Passage for review
The Parthenon was ravaged by a fire on an ill-determined date during late antiquity, causing serious damage including the destruction of the roof. The intense heat cracked many marble elements, including entablatures and consequently metopes. An extensive restoration was carried out: the roof was redone but covered only the interior; the metopes were therefore more exposed (front and rear faces) to the weather. Until the Edict of Thessalonica in 380, the Parthenon retained its "pagan" religious role. It seems to have known then a more or less long period of abandonment. Somewhere between the sixth century and the seventh century, the building was turned into a church.

Until then, the ninety-two metopes had remained almost intact. Those on the east, west and north sides were then systematically damaged by the Christians, who wanted to erase the ancient gods. Only one northern metope, with two female figures, has survived, perhaps because interpreted as an Annunciation (the seated figure on the right interpreted as the Virgin Mary and the figure standing on the left as the Archangel Gabriel). The southern metopes have escaped, perhaps because this side of the Parthenon was too close to the edge of the Acropolis; perhaps because Physiologus includes the centaurs in his symbolic bestiary. The building, however, suffered no damage during the conversion of the Parthenon-church to a mosque in the fifteenth century, nor during the two centuries that followed. In 1674, an artist in the service of the Marquis de Nointel (French ambassador to the Porte), perhaps Jacques Carrey, drew a large part of the metopes which remained, unfortunately only on the south side. Much of the metopes were destroyed during the siege of Athens by the Venetians commanded by Francesco Morosini on 26 September 1687 during the explosion of the Parthenon powder reserve. After the departure of the Venetians in 1688, and the return of the Ottomans, the building again housed a mosque. The pieces of marble scattered around the ruins, including fragments of metopes, were reduced to lime or reused as building material, in the wall of the Acropolis, for example. In the eighteenth century, Western travellers, more and more numerous, seized pieces of sculpture as souvenirs.

Stored data entries

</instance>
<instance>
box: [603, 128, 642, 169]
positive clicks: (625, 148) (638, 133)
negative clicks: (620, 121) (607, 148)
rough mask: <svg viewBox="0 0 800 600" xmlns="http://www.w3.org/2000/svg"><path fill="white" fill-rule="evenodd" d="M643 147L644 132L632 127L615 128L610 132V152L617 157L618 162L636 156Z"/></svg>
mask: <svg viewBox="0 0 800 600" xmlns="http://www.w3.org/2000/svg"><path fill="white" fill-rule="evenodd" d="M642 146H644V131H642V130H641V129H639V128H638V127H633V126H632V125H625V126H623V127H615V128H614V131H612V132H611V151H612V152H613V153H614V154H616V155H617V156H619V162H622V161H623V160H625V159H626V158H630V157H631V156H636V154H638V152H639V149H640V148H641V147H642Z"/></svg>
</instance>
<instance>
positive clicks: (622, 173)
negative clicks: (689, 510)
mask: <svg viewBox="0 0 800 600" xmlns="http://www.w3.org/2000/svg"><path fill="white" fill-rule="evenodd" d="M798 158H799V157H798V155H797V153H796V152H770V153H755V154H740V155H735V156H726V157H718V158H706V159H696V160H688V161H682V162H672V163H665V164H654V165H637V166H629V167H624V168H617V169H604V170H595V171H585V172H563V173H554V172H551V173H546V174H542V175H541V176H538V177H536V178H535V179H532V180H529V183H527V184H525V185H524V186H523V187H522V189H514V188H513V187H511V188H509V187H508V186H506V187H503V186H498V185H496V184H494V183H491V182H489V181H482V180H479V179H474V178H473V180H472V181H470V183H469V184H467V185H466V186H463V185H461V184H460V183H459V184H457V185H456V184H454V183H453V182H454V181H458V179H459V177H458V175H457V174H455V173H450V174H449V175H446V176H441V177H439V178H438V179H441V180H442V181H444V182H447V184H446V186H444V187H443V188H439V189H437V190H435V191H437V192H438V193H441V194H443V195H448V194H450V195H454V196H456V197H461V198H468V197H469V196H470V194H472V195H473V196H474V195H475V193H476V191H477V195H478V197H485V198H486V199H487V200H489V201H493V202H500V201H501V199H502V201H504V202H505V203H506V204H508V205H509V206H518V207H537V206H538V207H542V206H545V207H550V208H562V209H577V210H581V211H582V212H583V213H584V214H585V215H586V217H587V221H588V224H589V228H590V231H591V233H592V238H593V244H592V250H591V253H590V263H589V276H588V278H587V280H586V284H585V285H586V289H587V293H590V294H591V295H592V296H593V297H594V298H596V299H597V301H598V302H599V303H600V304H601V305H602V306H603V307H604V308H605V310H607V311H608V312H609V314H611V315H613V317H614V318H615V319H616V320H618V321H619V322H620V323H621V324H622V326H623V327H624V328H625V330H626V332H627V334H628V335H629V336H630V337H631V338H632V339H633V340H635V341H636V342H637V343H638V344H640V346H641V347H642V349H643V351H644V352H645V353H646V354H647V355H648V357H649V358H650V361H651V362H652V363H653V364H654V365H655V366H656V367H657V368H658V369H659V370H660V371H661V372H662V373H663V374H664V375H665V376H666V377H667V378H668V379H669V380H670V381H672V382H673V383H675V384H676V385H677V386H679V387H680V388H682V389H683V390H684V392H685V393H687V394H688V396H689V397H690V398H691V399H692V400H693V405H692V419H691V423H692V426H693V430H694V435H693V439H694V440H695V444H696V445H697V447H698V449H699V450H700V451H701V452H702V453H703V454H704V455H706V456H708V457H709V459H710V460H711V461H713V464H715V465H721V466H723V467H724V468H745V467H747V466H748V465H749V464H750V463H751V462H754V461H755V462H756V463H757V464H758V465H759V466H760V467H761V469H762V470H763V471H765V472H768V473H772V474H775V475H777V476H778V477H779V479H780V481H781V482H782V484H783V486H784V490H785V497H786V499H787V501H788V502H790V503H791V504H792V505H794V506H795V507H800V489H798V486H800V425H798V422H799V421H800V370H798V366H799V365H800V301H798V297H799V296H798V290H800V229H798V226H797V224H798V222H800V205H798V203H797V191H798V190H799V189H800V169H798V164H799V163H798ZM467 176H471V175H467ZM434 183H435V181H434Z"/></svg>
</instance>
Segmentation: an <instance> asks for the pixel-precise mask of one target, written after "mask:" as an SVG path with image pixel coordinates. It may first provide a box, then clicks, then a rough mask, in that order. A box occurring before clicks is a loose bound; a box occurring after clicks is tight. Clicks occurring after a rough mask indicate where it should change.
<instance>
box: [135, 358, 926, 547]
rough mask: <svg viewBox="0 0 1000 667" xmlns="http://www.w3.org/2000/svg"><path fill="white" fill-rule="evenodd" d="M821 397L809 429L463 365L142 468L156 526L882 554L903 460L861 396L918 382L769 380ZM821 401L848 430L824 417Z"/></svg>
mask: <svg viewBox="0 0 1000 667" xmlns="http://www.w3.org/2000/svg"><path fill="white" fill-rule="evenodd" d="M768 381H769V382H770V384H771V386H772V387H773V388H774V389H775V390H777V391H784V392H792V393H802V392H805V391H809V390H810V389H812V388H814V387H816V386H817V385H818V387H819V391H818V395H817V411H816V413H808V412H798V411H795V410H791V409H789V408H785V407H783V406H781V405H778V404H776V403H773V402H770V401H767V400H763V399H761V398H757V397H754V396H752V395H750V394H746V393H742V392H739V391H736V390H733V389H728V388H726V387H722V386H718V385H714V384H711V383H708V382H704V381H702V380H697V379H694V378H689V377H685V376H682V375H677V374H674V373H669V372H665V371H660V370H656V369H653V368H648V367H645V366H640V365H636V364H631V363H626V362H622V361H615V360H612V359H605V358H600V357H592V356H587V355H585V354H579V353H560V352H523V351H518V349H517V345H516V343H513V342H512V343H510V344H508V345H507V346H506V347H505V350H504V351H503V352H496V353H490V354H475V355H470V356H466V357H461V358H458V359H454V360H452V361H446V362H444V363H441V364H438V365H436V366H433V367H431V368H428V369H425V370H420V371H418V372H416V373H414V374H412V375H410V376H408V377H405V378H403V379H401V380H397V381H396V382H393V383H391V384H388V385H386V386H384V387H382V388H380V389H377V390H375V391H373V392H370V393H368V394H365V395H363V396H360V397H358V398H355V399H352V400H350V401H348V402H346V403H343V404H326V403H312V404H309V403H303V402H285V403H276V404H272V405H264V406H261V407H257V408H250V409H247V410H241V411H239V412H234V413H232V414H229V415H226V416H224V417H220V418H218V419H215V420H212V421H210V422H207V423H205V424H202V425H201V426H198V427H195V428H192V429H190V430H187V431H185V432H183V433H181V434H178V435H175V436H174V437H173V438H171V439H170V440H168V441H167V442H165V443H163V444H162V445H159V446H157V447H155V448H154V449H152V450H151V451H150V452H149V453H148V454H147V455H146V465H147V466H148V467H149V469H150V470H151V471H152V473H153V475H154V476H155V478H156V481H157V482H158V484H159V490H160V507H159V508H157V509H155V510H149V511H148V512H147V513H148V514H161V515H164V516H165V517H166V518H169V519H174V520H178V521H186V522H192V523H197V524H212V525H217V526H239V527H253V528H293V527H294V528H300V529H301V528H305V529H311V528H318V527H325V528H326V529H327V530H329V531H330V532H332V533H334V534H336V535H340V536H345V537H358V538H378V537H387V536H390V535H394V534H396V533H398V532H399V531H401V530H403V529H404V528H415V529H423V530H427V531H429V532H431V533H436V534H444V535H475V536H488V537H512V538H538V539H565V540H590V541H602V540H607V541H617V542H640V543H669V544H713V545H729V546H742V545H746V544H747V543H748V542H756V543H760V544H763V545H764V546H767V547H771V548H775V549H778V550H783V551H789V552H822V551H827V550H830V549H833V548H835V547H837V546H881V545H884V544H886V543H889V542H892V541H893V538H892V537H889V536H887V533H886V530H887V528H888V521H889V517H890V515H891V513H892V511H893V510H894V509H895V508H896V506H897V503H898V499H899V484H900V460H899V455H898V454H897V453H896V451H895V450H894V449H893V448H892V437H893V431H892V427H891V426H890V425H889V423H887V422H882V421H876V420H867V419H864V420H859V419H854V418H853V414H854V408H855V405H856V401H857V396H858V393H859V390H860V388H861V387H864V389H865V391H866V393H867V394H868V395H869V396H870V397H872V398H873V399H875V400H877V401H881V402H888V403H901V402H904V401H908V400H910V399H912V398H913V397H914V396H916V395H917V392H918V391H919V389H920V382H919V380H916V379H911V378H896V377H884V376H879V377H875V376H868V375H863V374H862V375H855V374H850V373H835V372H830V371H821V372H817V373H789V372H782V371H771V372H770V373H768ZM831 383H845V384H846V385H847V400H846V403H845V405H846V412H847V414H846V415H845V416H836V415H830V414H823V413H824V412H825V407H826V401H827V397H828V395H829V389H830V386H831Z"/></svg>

Problem description
Copy out the whole passage on the Parthenon's metopes word for word.

Solution to this task
The Parthenon was ravaged by a fire on an ill-determined date during late antiquity, causing serious damage including the destruction of the roof. The intense heat cracked many marble elements, including entablatures and consequently metopes. An extensive restoration was carried out: the roof was redone but covered only the interior; the metopes were therefore more exposed (front and rear faces) to the weather. Until the Edict of Thessalonica in 380, the Parthenon retained its "pagan" religious role. It seems to have known then a more or less long period of abandonment. Somewhere between the sixth century and the seventh century, the building was turned into a church.

Until then, the ninety-two metopes had remained almost intact. Those on the east, west and north sides were then systematically damaged by the Christians, who wanted to erase the ancient gods. Only one northern metope, with two female figures, has survived, perhaps because interpreted as an Annunciation (the seated figure on the right interpreted as the Virgin Mary and the figure standing on the left as the Archangel Gabriel). The southern metopes have escaped, perhaps because this side of the Parthenon was too close to the edge of the Acropolis; perhaps because Physiologus includes the centaurs in his symbolic bestiary. The building, however, suffered no damage during the conversion of the Parthenon-church to a mosque in the fifteenth century, nor during the two centuries that followed. In 1674, an artist in the service of the Marquis de Nointel (French ambassador to the Porte), perhaps Jacques Carrey, drew a large part of the metopes which remained, unfortunately only on the south side. Much of the metopes were destroyed during the siege of Athens by the Venetians commanded by Francesco Morosini on 26 September 1687 during the explosion of the Parthenon powder reserve. After the departure of the Venetians in 1688, and the return of the Ottomans, the building again housed a mosque. The pieces of marble scattered around the ruins, including fragments of metopes, were reduced to lime or reused as building material, in the wall of the Acropolis, for example. In the eighteenth century, Western travellers, more and more numerous, seized pieces of sculpture as souvenirs.